#### Выбранный фрагмент:
────

Творец, субъект, женщина: Стратегии женского письма в русском символизме
Шрифт:
Можно заключить, что Соловьева — в отличие от В. Соловьева и А. Блока — подчеркивает полную зависимость Софии Кунде от Границына именно в таком смысле, как Гиппиус говорит о зависимости Беатриче от Данте. В повести «Небывалая» нет никаких указаний на то, что за образом Софии существует какой бы то ни было «источник» или «начало». Здесь концепция П. Соловьевой совпадает с тем, что говорит Жоан Ривьер в знаменитом эссе «Женственность как маскарад» (Joan Riviere, 1929). Тут Ривьер, психоаналитик, последовательница Фрейда, во многом основываясь на саморефлексии своего поведения как интеллектуальной женщины в мужском мире, приходит к известному и многозначному выводу о том, что женскость (womanliness) является маской, под которой нет сущности, или эссенции. В дальнейшем идеи Ривьер получили развитие в феминистской теории, в том числе в размышлениях Л. Иригарэ о мимикрии и Дж. Батлер о перформативности. Кажется, что еще раз [316] выводы автора раннего модернизма — П. Соловьевой — оказываются близки отдельным моментам постмодернистской гендерной теории.
316
Ср.
Линия Ривьер — Батлер как бы реализуется в повести «Небывалая» через представление о перформативности гендера, фемининность / женщину ставится под вопрос как некая онтологическая сущность, энтитет. «Масочность» Софии Кунде, по моему утверждению, указывает на способ фемининности конструирования в символистском эстетическом дискурсе. Замечательно, что батлеровская концепция перформативности является аналогичной понятию дискурса в том значении, какое придавал ему М. Фуко (см. об этом суждение, которое формулирует Т. Розенберг; цит. в: Butler 2005, 15). В повести можно найти аналог теории перформативности Дж. Батлер, представленной в ее книге «Gender Trouble». В центре ее внимания не столько сама онтология фемининного / женщины, сколько способы воспроизводства фемининности и женскости (в обществе). Главная идея Батлер состоит в том, что пол (и гендер) создается в результате перформативного акта. Батлер заимствовала концепцию «перформативности» из теории речевых актов Джона Остина (J. L. Austin, «How to Do Things with Words»), по которой реальность является продуктом языкового перформативного акта. Идея о создании реальности с помощью языка и культурного творчества была близка символистам. К этой же мысли склоняется Границын, когда начинает прозревать, что он «силою своей мечты вызвал ее к жизни» (Соловьева 1912, 147). В «Небывалой» вся деятельность Границына сказывается на процессе воспроизводства «фемининного». В повести также показано, что вся категория фемининного в эстетическом дискурсе русского символизма сконструирована аналогично тому, как Границын «создает» Софию Кунде в перформативном акте. В моем прочтении, повесть «Небывалая» обнаруживает не только конструктивность этой категории, но и перформативный характер ее осуществления (производства гендера). К тому же в «Небывалой» София Кунде, созданная как результат перформативного акта, существует внутри дискурса символистской эстетики подобно категории фемининности [317] .

────

#### Показанные данные:

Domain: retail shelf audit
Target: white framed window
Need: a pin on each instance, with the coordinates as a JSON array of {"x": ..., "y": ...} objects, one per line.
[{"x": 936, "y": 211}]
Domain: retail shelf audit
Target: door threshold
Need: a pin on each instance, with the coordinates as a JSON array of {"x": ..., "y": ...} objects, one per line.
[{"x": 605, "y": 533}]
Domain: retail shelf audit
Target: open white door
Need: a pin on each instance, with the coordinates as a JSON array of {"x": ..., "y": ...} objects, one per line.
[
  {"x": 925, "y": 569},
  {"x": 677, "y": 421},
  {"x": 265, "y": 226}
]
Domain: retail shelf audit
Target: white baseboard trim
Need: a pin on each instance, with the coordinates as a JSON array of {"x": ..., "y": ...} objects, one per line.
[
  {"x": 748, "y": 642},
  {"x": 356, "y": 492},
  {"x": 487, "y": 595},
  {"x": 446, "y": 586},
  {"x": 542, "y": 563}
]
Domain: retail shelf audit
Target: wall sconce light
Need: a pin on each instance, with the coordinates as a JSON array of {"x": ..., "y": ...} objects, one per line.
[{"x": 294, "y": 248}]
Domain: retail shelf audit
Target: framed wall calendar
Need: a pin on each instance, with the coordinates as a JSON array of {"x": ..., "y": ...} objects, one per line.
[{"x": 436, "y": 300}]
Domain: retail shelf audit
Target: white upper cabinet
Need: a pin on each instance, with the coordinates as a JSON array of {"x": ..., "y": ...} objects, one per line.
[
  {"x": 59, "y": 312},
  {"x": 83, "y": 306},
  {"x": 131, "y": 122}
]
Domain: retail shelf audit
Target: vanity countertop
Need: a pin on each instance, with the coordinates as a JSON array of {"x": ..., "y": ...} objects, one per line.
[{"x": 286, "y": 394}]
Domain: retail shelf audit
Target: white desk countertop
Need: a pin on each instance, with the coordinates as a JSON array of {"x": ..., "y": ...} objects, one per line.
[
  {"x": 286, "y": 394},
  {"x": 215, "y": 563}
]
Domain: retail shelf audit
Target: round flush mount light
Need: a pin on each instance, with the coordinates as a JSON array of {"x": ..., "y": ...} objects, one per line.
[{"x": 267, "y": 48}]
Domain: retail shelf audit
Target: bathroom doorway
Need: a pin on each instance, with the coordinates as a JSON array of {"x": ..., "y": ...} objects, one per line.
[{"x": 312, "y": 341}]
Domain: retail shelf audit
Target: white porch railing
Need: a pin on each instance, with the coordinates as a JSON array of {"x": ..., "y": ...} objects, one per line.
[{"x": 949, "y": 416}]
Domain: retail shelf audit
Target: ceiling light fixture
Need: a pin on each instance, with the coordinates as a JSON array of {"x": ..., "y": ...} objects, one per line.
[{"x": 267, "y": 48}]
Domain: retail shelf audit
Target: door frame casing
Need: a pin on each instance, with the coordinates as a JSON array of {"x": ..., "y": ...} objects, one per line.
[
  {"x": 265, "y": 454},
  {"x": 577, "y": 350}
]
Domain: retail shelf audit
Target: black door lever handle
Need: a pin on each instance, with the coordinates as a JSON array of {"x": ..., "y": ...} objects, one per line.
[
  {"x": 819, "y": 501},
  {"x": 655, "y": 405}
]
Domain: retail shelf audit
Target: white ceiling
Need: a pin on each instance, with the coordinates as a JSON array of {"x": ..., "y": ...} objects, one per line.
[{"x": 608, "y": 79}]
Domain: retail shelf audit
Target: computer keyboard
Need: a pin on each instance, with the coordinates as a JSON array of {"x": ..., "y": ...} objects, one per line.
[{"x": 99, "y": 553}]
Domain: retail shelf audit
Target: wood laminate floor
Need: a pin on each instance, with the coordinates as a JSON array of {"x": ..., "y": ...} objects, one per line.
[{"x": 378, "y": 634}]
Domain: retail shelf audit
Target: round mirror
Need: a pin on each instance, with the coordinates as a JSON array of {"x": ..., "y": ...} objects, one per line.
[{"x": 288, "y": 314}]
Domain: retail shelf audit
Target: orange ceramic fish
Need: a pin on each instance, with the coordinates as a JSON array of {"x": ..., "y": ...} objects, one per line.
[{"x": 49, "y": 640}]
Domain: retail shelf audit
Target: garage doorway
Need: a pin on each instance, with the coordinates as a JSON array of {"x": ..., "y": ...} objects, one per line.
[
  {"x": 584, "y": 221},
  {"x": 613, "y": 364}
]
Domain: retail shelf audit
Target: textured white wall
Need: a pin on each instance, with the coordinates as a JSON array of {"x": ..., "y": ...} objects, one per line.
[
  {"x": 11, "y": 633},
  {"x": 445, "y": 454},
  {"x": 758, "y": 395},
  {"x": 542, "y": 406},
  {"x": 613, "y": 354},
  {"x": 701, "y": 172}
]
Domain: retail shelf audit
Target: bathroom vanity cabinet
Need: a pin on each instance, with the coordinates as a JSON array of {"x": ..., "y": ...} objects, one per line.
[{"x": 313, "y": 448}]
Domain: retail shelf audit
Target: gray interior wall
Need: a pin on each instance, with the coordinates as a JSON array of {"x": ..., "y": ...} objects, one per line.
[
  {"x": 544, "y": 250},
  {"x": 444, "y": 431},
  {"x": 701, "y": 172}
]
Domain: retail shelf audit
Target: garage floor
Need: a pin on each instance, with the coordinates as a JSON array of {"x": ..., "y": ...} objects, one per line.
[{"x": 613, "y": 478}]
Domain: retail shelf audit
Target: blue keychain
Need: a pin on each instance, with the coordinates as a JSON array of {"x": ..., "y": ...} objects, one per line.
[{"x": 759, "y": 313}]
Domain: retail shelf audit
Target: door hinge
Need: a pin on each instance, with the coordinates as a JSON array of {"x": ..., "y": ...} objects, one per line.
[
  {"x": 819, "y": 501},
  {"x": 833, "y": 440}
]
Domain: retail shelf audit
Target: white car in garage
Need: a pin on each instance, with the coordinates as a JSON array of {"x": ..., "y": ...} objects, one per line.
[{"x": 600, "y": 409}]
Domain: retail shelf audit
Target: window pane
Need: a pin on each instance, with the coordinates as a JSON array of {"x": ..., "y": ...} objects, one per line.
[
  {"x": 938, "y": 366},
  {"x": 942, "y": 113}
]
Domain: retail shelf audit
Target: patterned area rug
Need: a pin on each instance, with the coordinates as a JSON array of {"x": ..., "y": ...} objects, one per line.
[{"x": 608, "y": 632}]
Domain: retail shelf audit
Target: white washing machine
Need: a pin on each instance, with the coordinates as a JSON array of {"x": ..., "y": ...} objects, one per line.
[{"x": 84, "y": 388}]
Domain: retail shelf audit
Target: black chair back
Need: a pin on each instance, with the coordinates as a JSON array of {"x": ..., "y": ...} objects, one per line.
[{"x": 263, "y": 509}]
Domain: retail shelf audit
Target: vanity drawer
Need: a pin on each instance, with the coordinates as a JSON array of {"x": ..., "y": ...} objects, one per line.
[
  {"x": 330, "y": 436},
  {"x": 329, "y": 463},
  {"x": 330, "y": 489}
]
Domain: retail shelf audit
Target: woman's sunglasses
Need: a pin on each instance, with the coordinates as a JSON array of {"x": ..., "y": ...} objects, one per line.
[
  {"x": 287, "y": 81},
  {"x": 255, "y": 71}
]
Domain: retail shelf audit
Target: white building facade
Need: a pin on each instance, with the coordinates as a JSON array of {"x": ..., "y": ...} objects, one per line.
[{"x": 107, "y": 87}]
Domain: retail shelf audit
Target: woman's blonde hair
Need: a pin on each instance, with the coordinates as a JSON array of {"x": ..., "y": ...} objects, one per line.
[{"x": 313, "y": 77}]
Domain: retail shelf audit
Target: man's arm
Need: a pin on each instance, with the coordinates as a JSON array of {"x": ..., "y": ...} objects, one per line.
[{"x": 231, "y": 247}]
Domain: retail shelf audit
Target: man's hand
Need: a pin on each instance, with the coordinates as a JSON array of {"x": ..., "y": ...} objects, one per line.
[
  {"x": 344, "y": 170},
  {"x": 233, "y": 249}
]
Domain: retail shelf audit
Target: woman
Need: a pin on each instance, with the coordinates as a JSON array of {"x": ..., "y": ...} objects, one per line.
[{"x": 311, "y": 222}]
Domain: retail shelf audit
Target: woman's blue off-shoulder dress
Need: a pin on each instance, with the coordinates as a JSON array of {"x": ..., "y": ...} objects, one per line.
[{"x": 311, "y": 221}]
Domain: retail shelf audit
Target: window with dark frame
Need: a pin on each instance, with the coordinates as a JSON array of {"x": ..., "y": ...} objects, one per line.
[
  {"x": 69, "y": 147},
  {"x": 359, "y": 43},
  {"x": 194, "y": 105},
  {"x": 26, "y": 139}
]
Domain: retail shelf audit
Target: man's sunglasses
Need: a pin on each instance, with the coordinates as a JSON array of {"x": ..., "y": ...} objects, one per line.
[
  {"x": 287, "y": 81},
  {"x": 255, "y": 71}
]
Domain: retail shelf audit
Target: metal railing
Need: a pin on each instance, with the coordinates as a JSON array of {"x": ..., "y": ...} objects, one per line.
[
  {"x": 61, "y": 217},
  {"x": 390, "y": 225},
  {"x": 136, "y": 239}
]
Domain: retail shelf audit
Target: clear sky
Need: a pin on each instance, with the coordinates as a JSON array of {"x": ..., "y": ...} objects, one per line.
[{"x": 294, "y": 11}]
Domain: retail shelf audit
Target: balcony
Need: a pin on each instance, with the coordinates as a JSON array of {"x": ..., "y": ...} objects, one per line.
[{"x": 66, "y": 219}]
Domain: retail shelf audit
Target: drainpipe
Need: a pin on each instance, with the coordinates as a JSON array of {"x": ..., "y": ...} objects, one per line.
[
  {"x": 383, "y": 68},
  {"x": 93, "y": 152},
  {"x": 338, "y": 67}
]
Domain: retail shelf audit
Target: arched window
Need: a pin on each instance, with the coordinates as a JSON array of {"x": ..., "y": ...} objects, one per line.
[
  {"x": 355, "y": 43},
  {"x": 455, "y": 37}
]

────

#### Задание:
Продолжите фрагмент о женском письме в русском символизме, начиная сразу после его последнего предложения. Данные здесь никак не используются.

#### Результат:
317
См.: Ekonen 2008.
Дискурс позволяет субъекту различить одни энтитеты и препятствует различению других. Такие энтитеты, которых нельзя различить, внутри определенного дискурса не существуют. Для символистского дискурса характерно, что женщина / фемининность имеет медиумическое значение для творческого процесса, причем позиция творческого субъекта имплицитно содержит «объектность» музы. Субъектной женской позиции данный дискурс не знает.
Петербург выступает в повести не только как фон событий, он получает более важную функцию. На мой взгляд, Соловьева пользуется культурными мифами и связанными с ними философскими построениями для указания на абстрактность того дискурса, в котором фемининная муза «оплодотворяет» творчество маскулинного гения; «Небывалая» иллюстрирует ту оппозицию корпореального и одухотворенного, символами которой являются города Петербург и Москва.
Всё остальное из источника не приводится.